Records drawn from a dataset
>>>>
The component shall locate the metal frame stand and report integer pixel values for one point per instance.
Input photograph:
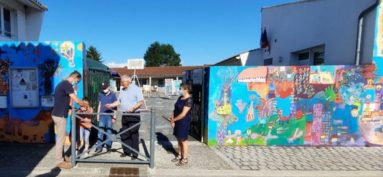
(113, 137)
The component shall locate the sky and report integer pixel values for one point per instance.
(201, 31)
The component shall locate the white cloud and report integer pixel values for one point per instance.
(116, 65)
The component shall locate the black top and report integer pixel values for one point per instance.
(62, 100)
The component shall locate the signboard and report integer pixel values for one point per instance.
(136, 63)
(24, 88)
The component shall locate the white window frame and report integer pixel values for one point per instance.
(2, 21)
(310, 59)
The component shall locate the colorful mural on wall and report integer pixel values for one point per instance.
(299, 105)
(295, 105)
(53, 61)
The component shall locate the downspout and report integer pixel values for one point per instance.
(360, 30)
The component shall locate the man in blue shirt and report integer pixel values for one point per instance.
(106, 96)
(64, 92)
(130, 100)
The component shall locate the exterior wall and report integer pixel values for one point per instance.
(254, 58)
(54, 61)
(26, 24)
(34, 22)
(334, 24)
(295, 105)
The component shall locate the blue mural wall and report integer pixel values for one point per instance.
(299, 105)
(53, 62)
(295, 105)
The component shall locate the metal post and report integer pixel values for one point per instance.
(73, 143)
(152, 131)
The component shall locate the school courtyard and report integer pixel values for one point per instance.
(38, 159)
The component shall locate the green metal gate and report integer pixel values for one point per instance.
(95, 74)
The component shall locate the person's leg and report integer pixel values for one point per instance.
(185, 149)
(125, 136)
(185, 154)
(100, 138)
(180, 151)
(109, 127)
(86, 138)
(135, 136)
(60, 123)
(82, 134)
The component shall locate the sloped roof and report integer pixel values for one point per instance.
(92, 64)
(166, 71)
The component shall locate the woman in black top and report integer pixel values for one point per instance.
(180, 121)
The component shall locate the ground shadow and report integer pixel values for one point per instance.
(165, 143)
(21, 159)
(54, 172)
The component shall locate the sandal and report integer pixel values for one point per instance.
(177, 159)
(182, 162)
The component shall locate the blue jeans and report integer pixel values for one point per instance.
(105, 123)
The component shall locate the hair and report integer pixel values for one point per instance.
(75, 74)
(126, 77)
(186, 86)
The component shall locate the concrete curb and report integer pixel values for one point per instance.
(263, 173)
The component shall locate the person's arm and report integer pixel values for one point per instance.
(98, 111)
(140, 97)
(137, 106)
(113, 105)
(185, 110)
(76, 99)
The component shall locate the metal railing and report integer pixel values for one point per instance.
(148, 158)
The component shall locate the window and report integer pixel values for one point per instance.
(304, 56)
(318, 58)
(310, 56)
(161, 82)
(268, 62)
(7, 22)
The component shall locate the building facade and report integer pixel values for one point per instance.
(314, 32)
(21, 20)
(155, 76)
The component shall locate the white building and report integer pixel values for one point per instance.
(21, 20)
(314, 32)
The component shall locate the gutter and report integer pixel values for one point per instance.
(360, 30)
(38, 5)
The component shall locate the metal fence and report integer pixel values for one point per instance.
(148, 156)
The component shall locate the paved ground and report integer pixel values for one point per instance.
(304, 158)
(38, 159)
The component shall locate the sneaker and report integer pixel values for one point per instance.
(98, 150)
(85, 155)
(65, 165)
(67, 159)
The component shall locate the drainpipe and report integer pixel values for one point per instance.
(360, 30)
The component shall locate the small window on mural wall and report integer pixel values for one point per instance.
(24, 87)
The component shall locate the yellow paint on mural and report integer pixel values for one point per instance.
(80, 47)
(380, 32)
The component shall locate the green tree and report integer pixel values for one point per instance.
(94, 54)
(161, 55)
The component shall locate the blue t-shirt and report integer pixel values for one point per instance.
(129, 97)
(106, 99)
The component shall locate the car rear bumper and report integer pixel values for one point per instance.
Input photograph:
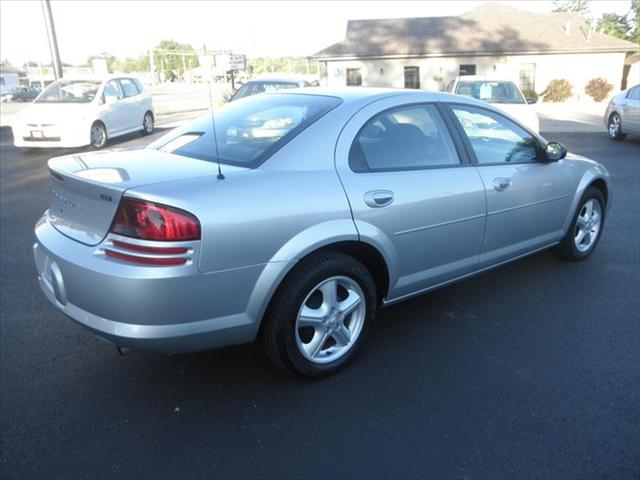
<<<<
Each record has to be set down verbatim, and the pictures must not appear in the copy.

Result of this exercise
The component shall locate the metal frame stand and report integer pixel values for one point per instance.
Input photograph:
(113, 137)
The component shall locate the sky and report integer pixel values for one point per instance.
(201, 31)
The component shall locate the white cloud and report integer pixel values for one point per instance.
(116, 65)
The component shall locate the black top and report integer pixel values for one point per instance.
(62, 100)
The component shall locate the signboard and report integer pixel values for one point per instance.
(136, 63)
(24, 88)
The component shall locate the white window frame and report integer pixel values for one point per instance.
(2, 21)
(310, 59)
The component shall locate the colorful mural on wall and report integer pixel values for one point per instance.
(299, 105)
(295, 105)
(53, 61)
The component shall locate the downspout and report integer pixel values for one point per instance.
(360, 30)
The component shall locate the man in blue shirt and report integer pixel values for one point per instance.
(106, 96)
(64, 92)
(130, 100)
The component shall locate the exterior wall and report integer pixel values for one point per instance.
(254, 58)
(54, 61)
(26, 24)
(34, 22)
(334, 24)
(295, 105)
The component shall locate the blue mural wall and report integer pixel values for one point per instance.
(299, 105)
(53, 62)
(295, 105)
The component shall locate the metal post and report integer pixel values for one point per instance.
(73, 143)
(152, 131)
The component shall locate the school courtyard and report integer pixel values for one point per instance.
(38, 159)
The component shall locate the green metal gate and report integer pixel values for one point per instance.
(95, 74)
The component shall locate the person's leg and report integer pixel values for one point per instance.
(185, 149)
(125, 136)
(185, 154)
(100, 138)
(180, 151)
(109, 127)
(86, 138)
(135, 136)
(60, 123)
(82, 134)
The component shall locate the sloped roof and report integer pixel values for one point per instance.
(92, 64)
(166, 71)
The component shall locate the woman in black top and report integer pixel values for one point per instance.
(180, 121)
The component shall locate the ground shadow and report integer pixel values for one point per instance.
(165, 143)
(21, 159)
(54, 172)
The component shall locate the sandal and report integer pixel values for one point per instance.
(177, 159)
(182, 162)
The component shall locate the blue jeans and report integer pixel values for one point per instance.
(105, 123)
The component shall locate the hair and report integer pixel values for one point per instance.
(75, 74)
(126, 77)
(186, 86)
The component shall locate the concrete curb and report integer pixel values for one point per instance.
(263, 173)
The component shall locate the person's arm and report integer pixel values for one point per instance.
(98, 111)
(140, 97)
(137, 106)
(113, 105)
(185, 110)
(76, 99)
The component shall locate the metal railing and report integer pixel values for one point per instance.
(148, 158)
The component shall locate the window and report integer pixel values for one point per instance.
(304, 56)
(318, 58)
(310, 56)
(161, 82)
(268, 62)
(7, 22)
The component shall locate the building facade and report integer pixel values for one point per instance.
(314, 32)
(21, 20)
(155, 76)
The component shall locate the white building and report integer pixel values for one point per instance.
(21, 20)
(314, 32)
The component shall locate the gutter and report integer pixel values for one point per instance.
(360, 30)
(38, 5)
The component shall locate the metal fence and report integer pixel values for one point per instance.
(148, 156)
The component shall locate the paved ground and report integer pixel values for one point per instance.
(304, 158)
(38, 159)
The component shall locate the sneaker and report integer pixel values for one point per instance.
(98, 150)
(85, 155)
(65, 165)
(67, 159)
The component shall locate the drainpipe and report integer pixel values for one point per instance.
(360, 30)
The component shall locate the small window on mural wall and report integer pixel values for one point per instance.
(24, 87)
The component shall locate the yellow paint on mural and report integer pixel values for one point per instance.
(80, 47)
(380, 32)
The component shall locate the green tree and report integer pixel values for one point per instance.
(94, 54)
(161, 55)
The component shall locate the blue t-shirt and report integer pixel values for one point per instance.
(129, 97)
(106, 99)
The component shall locate the car rear bumper and report integer pixel values for one point per instance.
Input photograph:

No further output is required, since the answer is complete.